*PASSAGE TO READ*.
"""
There is a particular quality to the knowledge held inside an agricultural calendar. It is not the knowledge of facts stored and retrieved, but the knowledge of rhythm — of when to plant and when to wait, when the cane is ready and when the ground is too wet, when the cattle need moving and when the monsoon makes movement impossible. This knowledge is older than writing, older than surveyed property boundaries, older than the colonial names given to the rivers and plains across which it flows. It belongs to the land and to the people who have worked it, season upon season, for generations.

Queensland’s agricultural calendar is among the most intricate in the world. The state spans thirty degrees of latitude, from subtropical valleys in the south to the wet tropics of the far north, from the coastal alluvial plains where sugarcane rolls in long green corridors to the dry western interiors where cattle graze across country measured not in hectares but in millions of acres. Each zone has its own tempo. Each crop has its own clock. The wheat of the Darling Downs follows a different cadence to the bananas of the Cassowary Coast, which follows a different cadence to the sugarcane harvests that run from Bundaberg north to Mossman. What links them is not a single season, but a composite agricultural identity — layered, regional, and deeply tied to place.

This essay is concerned with a particular question: what does it mean, in the digital era, for a place-based agricultural identity to be represented online — and what are the consequences when that representation is impermanent, fragile, or structurally dependent on infrastructure that can disappear overnight?

A CALENDAR UNLIKE ANY OTHER IN AUSTRALIA.

Most Australian states operate on a relatively unified agricultural season. The southern cropping states — Victoria, South Australia, Western Australia — follow a predominantly winter-cropping rhythm, planting from May through July and harvesting from October into January. Queensland is different. Its size, its climatic range, and its unique latitudinal spread mean that it produces, simultaneously, crops that belong to entirely different seasonal frameworks.

Queensland produces the highest proportion of its wheat in the summer growing season — approximately half of its production — with winter cropping accounting for the remainder, a pattern unlike the almost exclusively winter-cropping states of Victoria, Western Australia and South Australia. This dual-season cropping calendar gives Queensland a structural distinctiveness in national agricultural terms. The state is not just a participant in Australian food production — it operates on a different temporal logic entirely.
"""
*INFORMATION SHOWN*.
"""
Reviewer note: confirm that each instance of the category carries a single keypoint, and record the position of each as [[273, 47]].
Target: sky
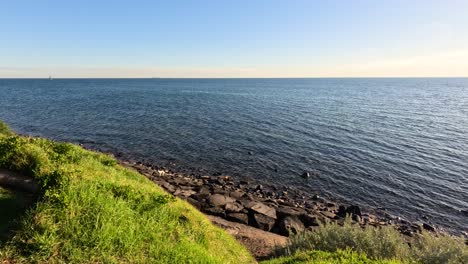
"""
*TO BE DONE*.
1) Reproduce the stretch of the essay on Queensland's agricultural calendar from "This essay is" through "different seasonal frameworks.".
2) According to the essay on Queensland's agricultural calendar, how many degrees of latitude does the state span?
The data above is separate material from the essay on Queensland's agricultural calendar.

*RESULTS BY TASK*.
1)
This essay is concerned with a particular question: what does it mean, in the digital era, for a place-based agricultural identity to be represented online — and what are the consequences when that representation is impermanent, fragile, or structurally dependent on infrastructure that can disappear overnight?

A CALENDAR UNLIKE ANY OTHER IN AUSTRALIA.

Most Australian states operate on a relatively unified agricultural season. The southern cropping states — Victoria, South Australia, Western Australia — follow a predominantly winter-cropping rhythm, planting from May through July and harvesting from October into January. Queensland is different. Its size, its climatic range, and its unique latitudinal spread mean that it produces, simultaneously, crops that belong to entirely different seasonal frameworks.

2) Thirty degrees of latitude.